The data below:

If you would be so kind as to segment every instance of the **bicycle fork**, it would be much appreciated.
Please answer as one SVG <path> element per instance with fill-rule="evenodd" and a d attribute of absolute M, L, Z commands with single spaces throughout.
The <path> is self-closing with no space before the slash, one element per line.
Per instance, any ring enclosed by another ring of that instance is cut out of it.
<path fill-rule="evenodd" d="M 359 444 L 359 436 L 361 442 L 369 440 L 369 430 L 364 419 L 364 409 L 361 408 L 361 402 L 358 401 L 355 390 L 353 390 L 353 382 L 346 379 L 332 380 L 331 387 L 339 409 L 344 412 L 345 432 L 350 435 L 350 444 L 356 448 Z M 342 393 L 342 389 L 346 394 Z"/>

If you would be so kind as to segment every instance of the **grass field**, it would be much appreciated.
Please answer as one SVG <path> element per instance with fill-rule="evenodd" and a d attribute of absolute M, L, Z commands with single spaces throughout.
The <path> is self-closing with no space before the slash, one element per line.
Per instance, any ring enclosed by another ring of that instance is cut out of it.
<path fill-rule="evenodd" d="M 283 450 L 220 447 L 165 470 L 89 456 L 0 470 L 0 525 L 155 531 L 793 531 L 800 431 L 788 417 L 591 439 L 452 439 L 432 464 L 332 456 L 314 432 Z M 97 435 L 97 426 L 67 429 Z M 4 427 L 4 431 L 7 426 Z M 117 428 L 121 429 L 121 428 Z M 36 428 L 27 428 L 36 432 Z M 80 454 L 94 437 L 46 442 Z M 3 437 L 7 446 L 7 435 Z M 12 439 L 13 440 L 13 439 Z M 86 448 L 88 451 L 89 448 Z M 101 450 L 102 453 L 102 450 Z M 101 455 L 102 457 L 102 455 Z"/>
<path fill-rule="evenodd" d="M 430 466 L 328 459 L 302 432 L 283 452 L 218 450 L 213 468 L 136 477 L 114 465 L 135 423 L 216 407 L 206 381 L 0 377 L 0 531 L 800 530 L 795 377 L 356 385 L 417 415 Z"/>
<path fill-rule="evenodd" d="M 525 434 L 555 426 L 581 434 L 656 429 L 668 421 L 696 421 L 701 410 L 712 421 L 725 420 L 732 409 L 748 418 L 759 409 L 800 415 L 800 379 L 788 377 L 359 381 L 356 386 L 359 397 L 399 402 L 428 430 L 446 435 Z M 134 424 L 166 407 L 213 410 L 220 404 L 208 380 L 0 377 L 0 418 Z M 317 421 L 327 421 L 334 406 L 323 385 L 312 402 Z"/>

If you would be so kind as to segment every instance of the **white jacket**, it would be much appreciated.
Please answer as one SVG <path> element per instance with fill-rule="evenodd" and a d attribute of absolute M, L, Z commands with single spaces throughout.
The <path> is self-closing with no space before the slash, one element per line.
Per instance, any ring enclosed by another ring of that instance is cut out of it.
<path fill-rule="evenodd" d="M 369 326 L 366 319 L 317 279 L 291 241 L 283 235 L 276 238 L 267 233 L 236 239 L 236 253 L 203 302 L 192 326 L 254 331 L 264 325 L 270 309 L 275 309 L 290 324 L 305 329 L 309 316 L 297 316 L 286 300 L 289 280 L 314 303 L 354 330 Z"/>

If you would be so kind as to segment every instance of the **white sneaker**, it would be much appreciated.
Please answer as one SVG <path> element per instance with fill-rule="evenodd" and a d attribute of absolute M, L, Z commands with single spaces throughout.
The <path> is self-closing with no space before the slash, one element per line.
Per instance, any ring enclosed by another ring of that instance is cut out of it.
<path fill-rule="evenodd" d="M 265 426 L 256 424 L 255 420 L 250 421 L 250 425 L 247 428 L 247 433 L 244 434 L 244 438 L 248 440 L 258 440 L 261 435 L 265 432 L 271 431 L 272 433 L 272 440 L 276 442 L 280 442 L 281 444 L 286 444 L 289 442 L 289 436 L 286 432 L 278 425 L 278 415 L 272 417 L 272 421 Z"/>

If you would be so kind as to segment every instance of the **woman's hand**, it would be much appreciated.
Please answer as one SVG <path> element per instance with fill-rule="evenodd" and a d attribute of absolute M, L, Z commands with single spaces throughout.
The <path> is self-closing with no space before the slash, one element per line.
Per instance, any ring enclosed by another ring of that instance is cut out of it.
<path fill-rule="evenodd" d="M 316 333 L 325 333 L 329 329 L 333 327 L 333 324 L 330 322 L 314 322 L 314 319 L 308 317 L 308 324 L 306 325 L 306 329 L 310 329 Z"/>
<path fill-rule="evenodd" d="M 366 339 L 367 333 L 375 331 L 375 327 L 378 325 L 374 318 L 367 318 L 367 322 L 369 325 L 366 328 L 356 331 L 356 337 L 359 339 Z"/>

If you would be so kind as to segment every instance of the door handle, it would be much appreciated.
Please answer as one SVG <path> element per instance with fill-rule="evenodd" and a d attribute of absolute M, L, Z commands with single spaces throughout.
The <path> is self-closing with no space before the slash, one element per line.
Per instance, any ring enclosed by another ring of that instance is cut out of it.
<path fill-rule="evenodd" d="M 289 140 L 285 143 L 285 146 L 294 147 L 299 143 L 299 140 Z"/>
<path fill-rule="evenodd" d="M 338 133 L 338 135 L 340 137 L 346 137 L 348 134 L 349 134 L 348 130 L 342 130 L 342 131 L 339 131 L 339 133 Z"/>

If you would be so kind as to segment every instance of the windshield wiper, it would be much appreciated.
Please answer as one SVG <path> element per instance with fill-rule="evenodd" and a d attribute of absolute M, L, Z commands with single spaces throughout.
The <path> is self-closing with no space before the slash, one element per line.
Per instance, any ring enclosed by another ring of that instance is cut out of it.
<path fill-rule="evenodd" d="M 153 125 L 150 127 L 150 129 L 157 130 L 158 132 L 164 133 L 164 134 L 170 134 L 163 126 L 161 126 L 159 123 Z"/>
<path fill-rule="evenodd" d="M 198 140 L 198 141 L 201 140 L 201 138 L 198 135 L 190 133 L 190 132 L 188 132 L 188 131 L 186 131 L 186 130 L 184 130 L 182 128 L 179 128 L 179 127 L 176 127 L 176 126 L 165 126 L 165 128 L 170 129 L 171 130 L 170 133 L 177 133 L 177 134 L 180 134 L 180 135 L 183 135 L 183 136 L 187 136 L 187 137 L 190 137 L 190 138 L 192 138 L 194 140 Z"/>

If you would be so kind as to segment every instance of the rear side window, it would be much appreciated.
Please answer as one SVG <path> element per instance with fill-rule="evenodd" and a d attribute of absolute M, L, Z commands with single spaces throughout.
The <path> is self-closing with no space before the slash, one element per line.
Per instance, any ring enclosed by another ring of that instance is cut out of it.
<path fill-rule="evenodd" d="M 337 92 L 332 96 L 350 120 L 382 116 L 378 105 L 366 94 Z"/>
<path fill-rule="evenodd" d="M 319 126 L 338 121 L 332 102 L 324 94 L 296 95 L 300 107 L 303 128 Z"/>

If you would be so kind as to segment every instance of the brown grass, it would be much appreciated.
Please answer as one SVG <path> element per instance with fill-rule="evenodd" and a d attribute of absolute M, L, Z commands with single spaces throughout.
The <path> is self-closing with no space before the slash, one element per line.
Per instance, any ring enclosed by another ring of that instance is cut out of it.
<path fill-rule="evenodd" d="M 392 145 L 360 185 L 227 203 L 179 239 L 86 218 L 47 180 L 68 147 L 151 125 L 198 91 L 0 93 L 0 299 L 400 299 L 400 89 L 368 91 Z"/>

End of The data.

## Task brief
Each line above is to be restated exactly.

## Exercise result
If you would be so kind as to segment every instance of the **bicycle fork**, it would be much appreciated.
Please answer as one SVG <path> element per instance with fill-rule="evenodd" and a d attribute of absolute M, L, Z commands with single spaces throughout.
The <path> is self-closing with no space before the slash, one element per line.
Per instance, any ring enclosed by another ring of that instance is cut out of it.
<path fill-rule="evenodd" d="M 359 444 L 359 436 L 361 442 L 369 440 L 369 430 L 364 419 L 364 409 L 361 408 L 361 402 L 358 401 L 355 390 L 353 390 L 353 382 L 346 379 L 332 380 L 331 387 L 339 409 L 344 412 L 345 432 L 350 435 L 350 444 L 356 448 Z M 342 393 L 342 389 L 346 394 Z"/>

If you would be so kind as to segment every instance of the **grass field**, it would be much appreciated.
Please answer as one SVG <path> element per instance with fill-rule="evenodd" and a d attribute of absolute M, L, Z commands with single spaces throughout.
The <path> is self-closing with no space before the slash, one element per line.
Per instance, any ring enclosed by another ring of that instance is cut out of it.
<path fill-rule="evenodd" d="M 283 450 L 220 447 L 165 470 L 89 456 L 0 470 L 0 525 L 155 531 L 793 531 L 800 431 L 788 417 L 591 439 L 452 439 L 432 464 L 332 456 L 314 432 Z M 97 435 L 97 426 L 67 429 Z M 4 427 L 4 431 L 7 426 Z M 117 428 L 121 429 L 121 428 Z M 36 428 L 27 428 L 36 432 Z M 80 454 L 94 437 L 46 442 Z M 3 437 L 7 446 L 7 435 Z M 12 439 L 13 440 L 13 439 Z M 86 448 L 88 451 L 89 448 Z M 101 450 L 102 453 L 102 450 Z M 101 455 L 102 457 L 102 455 Z"/>
<path fill-rule="evenodd" d="M 430 466 L 328 459 L 302 432 L 283 452 L 218 450 L 213 468 L 136 477 L 114 465 L 135 423 L 216 407 L 206 381 L 0 377 L 0 531 L 800 530 L 795 377 L 356 385 L 417 415 Z"/>
<path fill-rule="evenodd" d="M 525 434 L 555 426 L 581 434 L 656 429 L 668 421 L 696 421 L 701 410 L 712 421 L 725 420 L 732 409 L 748 418 L 759 409 L 800 415 L 800 379 L 788 377 L 359 381 L 356 386 L 359 397 L 399 402 L 428 430 L 446 435 Z M 134 424 L 166 407 L 213 410 L 220 404 L 208 380 L 0 377 L 0 418 Z M 317 421 L 327 421 L 334 406 L 323 385 L 312 402 Z"/>

If you would be so kind as to segment every instance of the **white jacket**, it would be much appreciated.
Please answer as one SVG <path> element per instance with fill-rule="evenodd" and a d attribute of absolute M, L, Z commands with single spaces throughout.
The <path> is self-closing with no space before the slash, one element per line.
Per instance, any ring enclosed by another ring of that instance is cut out of it.
<path fill-rule="evenodd" d="M 369 326 L 366 319 L 317 279 L 291 241 L 283 235 L 276 238 L 267 233 L 236 239 L 236 253 L 203 302 L 192 326 L 254 331 L 264 325 L 270 309 L 275 309 L 290 324 L 305 329 L 309 316 L 297 316 L 286 300 L 289 280 L 314 303 L 354 330 Z"/>

If you would be so kind as to segment every instance of the **white sneaker**, it would be much appreciated.
Please answer as one SVG <path> element per instance with fill-rule="evenodd" and a d attribute of absolute M, L, Z commands with single spaces throughout.
The <path> is self-closing with no space before the slash, one element per line.
Per instance, any ring enclosed by another ring of that instance is cut out of it.
<path fill-rule="evenodd" d="M 265 426 L 256 424 L 255 420 L 250 421 L 250 425 L 247 428 L 247 433 L 244 434 L 244 438 L 248 440 L 258 440 L 261 435 L 265 432 L 271 431 L 272 433 L 272 440 L 276 442 L 280 442 L 281 444 L 286 444 L 289 442 L 289 436 L 286 432 L 278 425 L 278 415 L 272 417 L 272 421 Z"/>

If you would be so kind as to segment every instance of the **woman's hand**, it would be much appreciated.
Please answer as one SVG <path> element per instance with fill-rule="evenodd" and a d attribute of absolute M, L, Z commands with single spaces throughout.
The <path> is self-closing with no space before the slash, one element per line.
Per instance, any ring enclosed by another ring of that instance is cut out of it.
<path fill-rule="evenodd" d="M 316 333 L 325 333 L 329 329 L 333 327 L 333 324 L 330 322 L 314 322 L 314 319 L 308 317 L 308 324 L 306 325 L 306 329 L 310 329 Z"/>
<path fill-rule="evenodd" d="M 366 339 L 367 333 L 375 331 L 375 327 L 378 325 L 374 318 L 367 318 L 367 322 L 369 325 L 366 328 L 356 331 L 356 337 L 359 339 Z"/>

If you would be so kind as to segment every instance of the door handle, it would be much appreciated.
Please answer as one SVG <path> element per instance with fill-rule="evenodd" and a d attribute of absolute M, L, Z commands with single spaces throughout.
The <path> is self-closing with no space before the slash, one element per line.
Per instance, any ring enclosed by another ring of that instance is cut out of it.
<path fill-rule="evenodd" d="M 289 140 L 285 143 L 285 146 L 294 147 L 299 143 L 299 140 Z"/>
<path fill-rule="evenodd" d="M 338 133 L 338 135 L 340 137 L 346 137 L 348 134 L 349 134 L 348 130 L 342 130 L 342 131 L 339 131 L 339 133 Z"/>

If you would be so kind as to segment every instance of the windshield wiper, it would be much appreciated.
Please answer as one SVG <path> element per instance with fill-rule="evenodd" and a d attribute of absolute M, L, Z commands with single spaces throughout.
The <path> is self-closing with no space before the slash, one element per line.
Per instance, any ring enclosed by another ring of that instance is cut out of it.
<path fill-rule="evenodd" d="M 153 125 L 150 127 L 150 129 L 157 130 L 158 132 L 164 133 L 164 134 L 170 134 L 163 126 L 161 126 L 159 123 Z"/>
<path fill-rule="evenodd" d="M 198 140 L 198 141 L 201 140 L 201 138 L 198 135 L 190 133 L 190 132 L 188 132 L 188 131 L 186 131 L 186 130 L 184 130 L 182 128 L 179 128 L 179 127 L 176 127 L 176 126 L 165 126 L 165 128 L 170 129 L 171 130 L 170 133 L 177 133 L 177 134 L 180 134 L 180 135 L 183 135 L 183 136 L 187 136 L 187 137 L 190 137 L 190 138 L 192 138 L 194 140 Z"/>

If you would be so kind as to segment every instance of the rear side window, it would be much appreciated.
Please answer as one SVG <path> element per instance with fill-rule="evenodd" and a d attribute of absolute M, L, Z commands with single spaces throughout.
The <path> is self-closing with no space before the slash, one element per line.
Per instance, any ring enclosed by another ring of that instance is cut out of it.
<path fill-rule="evenodd" d="M 337 92 L 332 96 L 350 120 L 382 116 L 378 105 L 366 94 Z"/>
<path fill-rule="evenodd" d="M 319 126 L 338 121 L 332 102 L 324 94 L 296 95 L 300 107 L 303 128 Z"/>

If you would be so kind as to segment every instance of the brown grass, it would be much appreciated.
Please answer as one SVG <path> element per instance with fill-rule="evenodd" and a d attribute of absolute M, L, Z commands with single spaces throughout.
The <path> is self-closing with no space before the slash, one element per line.
Per instance, any ring enclosed by another ring of that instance is cut out of it.
<path fill-rule="evenodd" d="M 392 145 L 360 185 L 227 203 L 179 239 L 86 218 L 47 180 L 68 147 L 151 125 L 198 91 L 0 93 L 0 299 L 400 299 L 400 89 L 368 91 Z"/>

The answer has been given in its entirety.